**GOAL OF THE EXERCISE**
Please list every word the David Grellier profile below says aesthetes could easily use to describe his synthetic explorations.

**TEXT EXTRACT**
--- BEGIN ---

DAVID GRELLIER

College & the Valerie Collective

“So you suppose I play an instrument?” It was more of a statement than a question that came from David Grellier, the one-man band behind College and composer of the track, “A Real Hero,” whose thrumming synth and chaste vocals have made their tour of today’s retro-laden blogosphere and have carried the Drive soundtrack to the top of the iTunes charts since the film’s release. Much like the critics who have sought to declare Nicolas Winding Refn’s recent film Drive “high trash,” Grellier’s synthetic explorations could easily be seen as naïve, nostalgic, and derivative by aesthetes, but it is the 31-year-old Nantes native’s approach that saves him from being unoriginal—Grellier makes music solely on his computer and has no illusions about his technical skill as a musician.

“As far as I remember, I bought an electronic drum machine, [but] I’m not a technical guy. I found it fantastic that I have some friends [who are] fans of old keyboards and all that stuff, but I’m more comfortable with my computer. My parents bought me guitars at Christmas, of course. I tried to play for about three weeks, but I don’t have the passion to learn or create melodies. I just learned to do some covers of Nirvana and Metallica.”

--- END ---

**GIVEN MATERIAL**
--- BEGIN ---

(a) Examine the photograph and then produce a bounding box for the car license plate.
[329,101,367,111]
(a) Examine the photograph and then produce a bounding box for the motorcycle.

--- END ---

**RESULT FOR THIS TASK**
naïve, nostalgic, derivative